* TEXTO CITADO *
************

Temos examinado o que se publica em nome do Espiritismo?
Destarte, é necessária a conscientização dos dirigentes de Casas Espíritas e dos responsáveis pelas livrarias e clubes do livro, no sentido de analisarem as obras que chegam, antes de entregá-las ao público leitor, que, na maioria das vezes, não sabe distinguir o que é ou não Espiritismo, dado o seu parco aprofundamento no estudo das obras básicas.
Neste mesmo diapasão, questiona o esperantista José Passini:(2)
O que responderemos àqueles que, ao ingressarem nos estudos da Doutrina, nos perguntarem sobre isso? Onde está a nossa fé raciocinada? Onde está o nosso zelo para com a Doutrina a que tanto devemos, face [sic] aos novos horizontes que delineia para nós? Vamos seguir o sábio conselho de Paulo (I Tes, 5: 21): "Examinai tudo. Retende o bem"? Temos examinado o que se publica em nome do Espiritismo? Ou temos deixado correr? Quem é o responsável pela fidelidade doutrinária?
Como dito, os autores desencarnados dessas obras são Espíritos pseudossábios. Sobre essas entidades espirituais, adverte o Espírito Vianna de Carvalho(3):
Esses Espíritos burlões e pseudossábios devem ser esclarecidos e orientados à mudança de comportamento, depois de demonstrado que não lhes obedecemos, nem lhes aceitamos as sugestões doentias, mentirosas e apavorantes com as histórias infantis sobre as catástrofes que sempre existiram, com as informações sobre o fim do mundo, com as tramas intérminas a que se entregam para seduzir e conduzir os ingênuos que se lhes submetem facilmente...

************

* TAREFAS A CUMPRIR *
**A.** Indique se cada afirmação concorda com o texto sobre o Espiritismo: (i) José Passini é apresentado como esperantista; (ii) o público leitor, na maioria das vezes, sabe distinguir o que é ou não Espiritismo; (iii) segundo o Espírito Vianna de Carvalho, os Espíritos pseudossábios devem ser esclarecidos e orientados à mudança de comportamento. Responda sim ou não a cada uma, citando literalmente as palavras do texto que decidem a questão.
**B.** Prossiga com o texto sobre o Espiritismo, começando logo após a última frase apresentada.
As entradas a seguir são um material à parte, independente do texto sobre o Espiritismo.

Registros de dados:
************

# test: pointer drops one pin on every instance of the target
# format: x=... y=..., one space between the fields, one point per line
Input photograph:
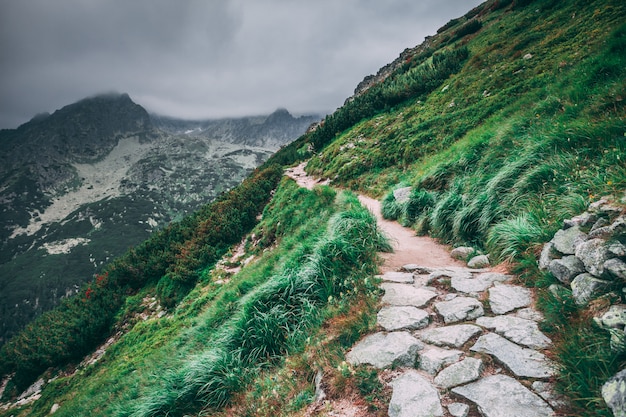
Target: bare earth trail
x=408 y=248
x=451 y=341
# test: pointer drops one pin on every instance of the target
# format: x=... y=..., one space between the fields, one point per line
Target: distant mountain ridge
x=81 y=185
x=273 y=131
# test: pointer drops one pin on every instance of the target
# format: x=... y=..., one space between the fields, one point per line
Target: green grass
x=499 y=149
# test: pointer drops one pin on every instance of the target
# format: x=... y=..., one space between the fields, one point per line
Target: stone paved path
x=466 y=342
x=463 y=342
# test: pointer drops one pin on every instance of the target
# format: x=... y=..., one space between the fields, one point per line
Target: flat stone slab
x=414 y=396
x=504 y=298
x=460 y=373
x=433 y=358
x=458 y=409
x=402 y=318
x=459 y=309
x=503 y=396
x=523 y=362
x=385 y=350
x=452 y=336
x=397 y=277
x=406 y=295
x=516 y=329
x=478 y=283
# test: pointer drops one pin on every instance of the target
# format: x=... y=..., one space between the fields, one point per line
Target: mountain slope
x=505 y=123
x=81 y=186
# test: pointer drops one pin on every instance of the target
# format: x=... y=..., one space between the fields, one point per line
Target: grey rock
x=599 y=224
x=618 y=227
x=402 y=318
x=384 y=350
x=503 y=396
x=565 y=240
x=518 y=330
x=433 y=358
x=529 y=314
x=566 y=269
x=460 y=373
x=451 y=273
x=601 y=233
x=586 y=287
x=414 y=396
x=593 y=253
x=523 y=362
x=478 y=283
x=402 y=194
x=616 y=249
x=458 y=409
x=547 y=255
x=406 y=295
x=462 y=252
x=504 y=298
x=416 y=269
x=614 y=393
x=546 y=391
x=584 y=219
x=452 y=336
x=477 y=262
x=397 y=277
x=459 y=309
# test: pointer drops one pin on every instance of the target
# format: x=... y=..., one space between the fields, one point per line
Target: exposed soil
x=408 y=248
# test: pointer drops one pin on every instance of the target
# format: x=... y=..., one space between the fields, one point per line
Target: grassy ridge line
x=274 y=319
x=170 y=259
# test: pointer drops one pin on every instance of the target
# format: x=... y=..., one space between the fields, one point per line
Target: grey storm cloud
x=203 y=58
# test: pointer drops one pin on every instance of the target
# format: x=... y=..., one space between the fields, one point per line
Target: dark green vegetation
x=508 y=121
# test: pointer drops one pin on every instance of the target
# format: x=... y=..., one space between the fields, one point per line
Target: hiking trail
x=452 y=341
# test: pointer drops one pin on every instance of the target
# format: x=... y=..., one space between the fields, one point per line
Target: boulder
x=586 y=287
x=478 y=283
x=584 y=219
x=385 y=350
x=566 y=268
x=452 y=336
x=547 y=255
x=462 y=252
x=397 y=277
x=402 y=318
x=460 y=373
x=614 y=393
x=565 y=240
x=478 y=262
x=523 y=362
x=516 y=329
x=593 y=253
x=433 y=358
x=504 y=298
x=406 y=295
x=503 y=396
x=414 y=396
x=458 y=409
x=459 y=309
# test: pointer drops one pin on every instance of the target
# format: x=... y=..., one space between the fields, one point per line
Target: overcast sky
x=203 y=58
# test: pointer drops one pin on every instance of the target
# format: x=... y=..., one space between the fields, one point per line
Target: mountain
x=81 y=186
x=503 y=132
x=273 y=131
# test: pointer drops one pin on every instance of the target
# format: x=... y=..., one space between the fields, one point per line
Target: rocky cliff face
x=82 y=185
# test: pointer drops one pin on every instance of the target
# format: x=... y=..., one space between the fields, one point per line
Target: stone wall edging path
x=463 y=342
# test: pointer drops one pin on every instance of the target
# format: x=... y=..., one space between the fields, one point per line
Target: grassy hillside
x=508 y=121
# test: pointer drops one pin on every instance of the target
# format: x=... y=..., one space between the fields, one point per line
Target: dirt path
x=408 y=248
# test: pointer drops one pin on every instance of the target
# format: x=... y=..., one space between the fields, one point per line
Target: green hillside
x=508 y=121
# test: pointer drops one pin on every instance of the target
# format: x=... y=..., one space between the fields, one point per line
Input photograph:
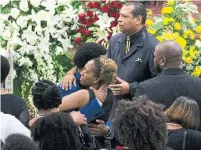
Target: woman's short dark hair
x=19 y=142
x=184 y=111
x=142 y=126
x=105 y=70
x=87 y=52
x=56 y=131
x=46 y=95
x=5 y=68
x=138 y=10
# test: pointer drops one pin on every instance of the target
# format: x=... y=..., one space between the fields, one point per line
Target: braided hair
x=46 y=95
x=105 y=70
x=143 y=126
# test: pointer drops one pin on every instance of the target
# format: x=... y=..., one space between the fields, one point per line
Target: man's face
x=87 y=75
x=127 y=23
x=157 y=58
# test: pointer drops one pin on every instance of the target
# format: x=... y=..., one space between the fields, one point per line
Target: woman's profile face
x=88 y=78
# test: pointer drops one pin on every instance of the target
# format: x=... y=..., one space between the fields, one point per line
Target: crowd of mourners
x=135 y=95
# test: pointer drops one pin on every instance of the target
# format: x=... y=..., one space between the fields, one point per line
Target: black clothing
x=15 y=106
x=175 y=139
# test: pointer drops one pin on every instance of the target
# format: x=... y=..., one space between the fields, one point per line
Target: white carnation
x=24 y=5
x=35 y=3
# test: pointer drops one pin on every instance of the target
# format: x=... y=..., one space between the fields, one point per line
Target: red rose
x=81 y=30
x=86 y=32
x=95 y=18
x=100 y=42
x=89 y=22
x=105 y=9
x=114 y=24
x=103 y=1
x=96 y=5
x=90 y=5
x=118 y=5
x=112 y=13
x=78 y=40
x=89 y=13
x=81 y=16
x=109 y=36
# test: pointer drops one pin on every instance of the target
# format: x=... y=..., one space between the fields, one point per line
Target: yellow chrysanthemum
x=198 y=29
x=177 y=26
x=185 y=53
x=196 y=72
x=149 y=22
x=151 y=31
x=168 y=36
x=159 y=38
x=189 y=33
x=181 y=41
x=167 y=20
x=170 y=2
x=193 y=52
x=188 y=60
x=167 y=10
x=149 y=12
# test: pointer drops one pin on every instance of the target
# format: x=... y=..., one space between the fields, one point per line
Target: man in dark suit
x=132 y=50
x=172 y=82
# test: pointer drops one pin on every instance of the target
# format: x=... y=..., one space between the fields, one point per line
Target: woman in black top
x=184 y=119
x=11 y=104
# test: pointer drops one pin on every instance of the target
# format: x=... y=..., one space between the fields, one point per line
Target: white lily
x=104 y=21
x=35 y=3
x=30 y=36
x=3 y=3
x=15 y=12
x=24 y=5
x=25 y=61
x=22 y=21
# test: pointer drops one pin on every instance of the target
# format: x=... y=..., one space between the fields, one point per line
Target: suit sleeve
x=139 y=90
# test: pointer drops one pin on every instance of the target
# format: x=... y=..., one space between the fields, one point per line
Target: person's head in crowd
x=132 y=17
x=97 y=72
x=56 y=131
x=87 y=52
x=168 y=54
x=46 y=95
x=185 y=112
x=19 y=142
x=143 y=126
x=5 y=68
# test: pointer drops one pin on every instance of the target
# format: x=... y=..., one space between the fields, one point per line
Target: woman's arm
x=75 y=100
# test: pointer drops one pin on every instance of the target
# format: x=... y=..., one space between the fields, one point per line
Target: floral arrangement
x=177 y=22
x=98 y=21
x=37 y=33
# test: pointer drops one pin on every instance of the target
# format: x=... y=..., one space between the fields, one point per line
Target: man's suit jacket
x=170 y=84
x=138 y=64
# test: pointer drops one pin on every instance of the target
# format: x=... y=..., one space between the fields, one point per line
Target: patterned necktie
x=127 y=44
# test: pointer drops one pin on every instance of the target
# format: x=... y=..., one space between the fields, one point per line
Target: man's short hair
x=5 y=68
x=138 y=10
x=87 y=52
x=142 y=126
x=19 y=142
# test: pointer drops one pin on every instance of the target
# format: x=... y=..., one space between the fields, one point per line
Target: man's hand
x=101 y=93
x=121 y=88
x=78 y=118
x=99 y=129
x=67 y=82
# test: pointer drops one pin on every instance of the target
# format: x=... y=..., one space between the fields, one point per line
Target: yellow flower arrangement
x=198 y=29
x=177 y=23
x=167 y=10
x=177 y=26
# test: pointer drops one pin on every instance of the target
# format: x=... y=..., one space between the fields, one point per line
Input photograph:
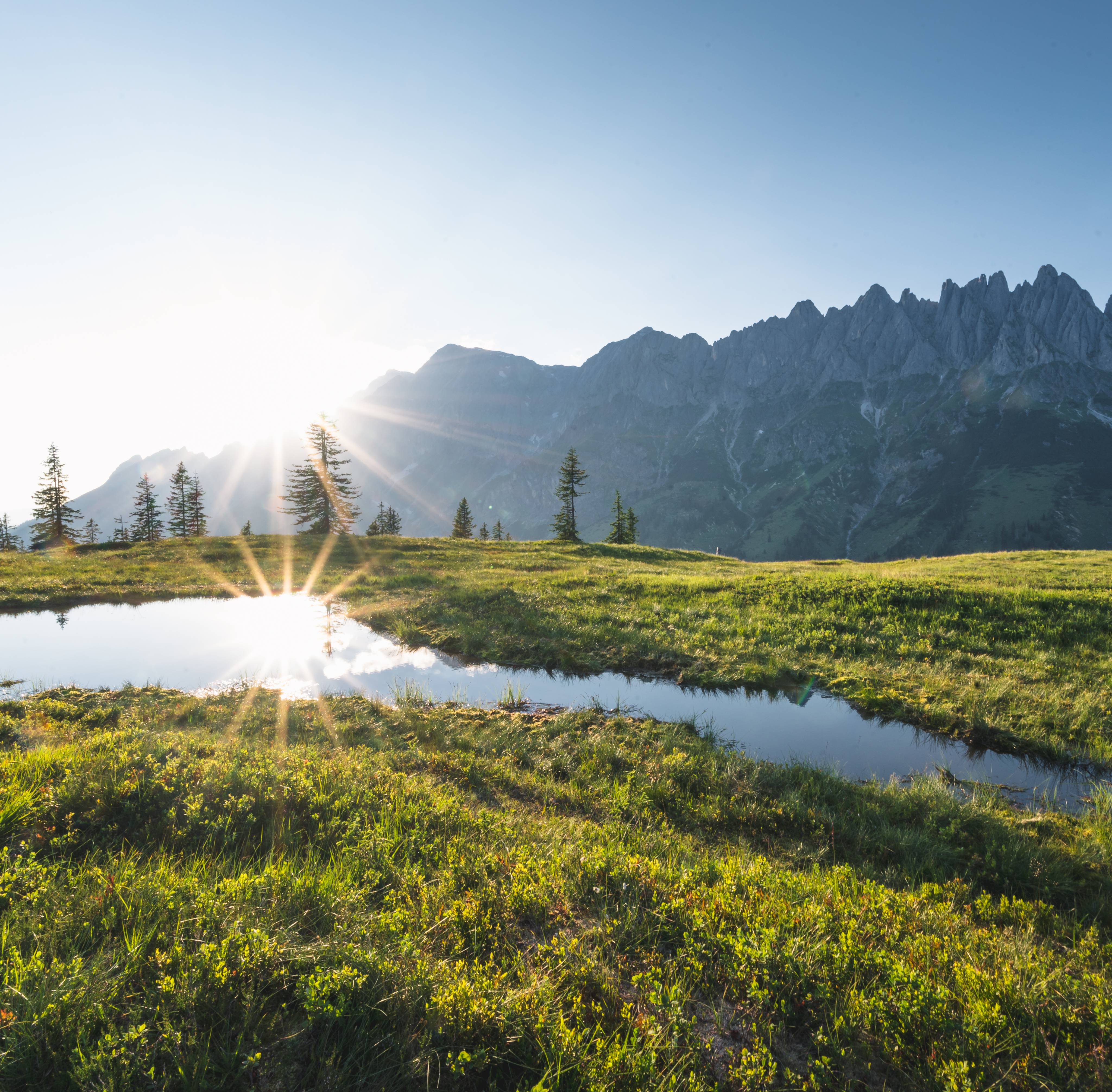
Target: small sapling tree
x=9 y=542
x=463 y=525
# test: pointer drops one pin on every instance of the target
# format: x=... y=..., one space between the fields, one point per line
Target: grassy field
x=1012 y=650
x=239 y=892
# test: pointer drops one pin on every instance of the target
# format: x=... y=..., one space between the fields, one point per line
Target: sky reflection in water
x=303 y=646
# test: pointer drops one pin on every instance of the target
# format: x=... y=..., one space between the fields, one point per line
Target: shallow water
x=303 y=646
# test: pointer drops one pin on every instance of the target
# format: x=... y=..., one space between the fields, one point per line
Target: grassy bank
x=239 y=892
x=1015 y=650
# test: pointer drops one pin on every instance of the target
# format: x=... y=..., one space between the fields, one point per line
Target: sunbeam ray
x=253 y=565
x=287 y=564
x=326 y=548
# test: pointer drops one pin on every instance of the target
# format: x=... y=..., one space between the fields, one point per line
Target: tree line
x=320 y=495
x=57 y=521
x=565 y=524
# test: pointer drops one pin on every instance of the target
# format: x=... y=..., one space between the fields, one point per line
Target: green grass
x=1010 y=650
x=239 y=892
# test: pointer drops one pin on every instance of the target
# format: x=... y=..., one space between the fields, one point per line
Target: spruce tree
x=195 y=509
x=463 y=525
x=9 y=543
x=54 y=518
x=377 y=526
x=572 y=476
x=177 y=503
x=146 y=515
x=619 y=530
x=318 y=493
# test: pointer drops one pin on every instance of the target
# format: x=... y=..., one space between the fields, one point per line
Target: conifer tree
x=463 y=525
x=195 y=509
x=620 y=532
x=54 y=518
x=146 y=515
x=318 y=493
x=177 y=503
x=9 y=543
x=572 y=476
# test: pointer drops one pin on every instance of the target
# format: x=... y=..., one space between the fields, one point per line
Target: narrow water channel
x=303 y=646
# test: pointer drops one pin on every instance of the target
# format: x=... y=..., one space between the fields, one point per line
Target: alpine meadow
x=557 y=548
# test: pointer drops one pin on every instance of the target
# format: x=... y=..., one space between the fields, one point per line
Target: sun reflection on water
x=287 y=641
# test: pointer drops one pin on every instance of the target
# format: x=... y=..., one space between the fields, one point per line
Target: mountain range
x=887 y=428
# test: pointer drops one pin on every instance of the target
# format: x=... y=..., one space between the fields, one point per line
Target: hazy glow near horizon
x=216 y=220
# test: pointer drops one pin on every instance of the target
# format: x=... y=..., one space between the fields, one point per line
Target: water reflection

************

* RESPOSTAS DAS TAREFAS *
**A.**
(i) Sim: "questiona o esperantista José Passini".
(ii) Não: "na maioria das vezes, não sabe distinguir o que é ou não Espiritismo".
(iii) Sim: "Esses Espíritos burlões e pseudossábios devem ser esclarecidos e orientados à mudança de comportamento".

**B.**
O conhecimento real do Espiritismo é o antídoto para essa onda de revelações atemorizantes, que se espalha como um bafio pestilencial, tentando mesclar-se aos paradigmas espíritas que demonstraram desde o seu surgimento a legitimidade de que são portadores, confirmando o Consolador  que Jesus prometeu aos Seus discípulos e se materializou na incomparável Doutrina.
Onde o movimento espírita é mais dinâmico, e por quê?
Atentemos para a seguinte expressão do Benfeitor acima mencionado: “conhecimento real do Espiritismo”. Isto implica necessariamente a busca por uma formação doutrinária consistente. Para tal, há uma oportuna recomendação de Kardec:(4)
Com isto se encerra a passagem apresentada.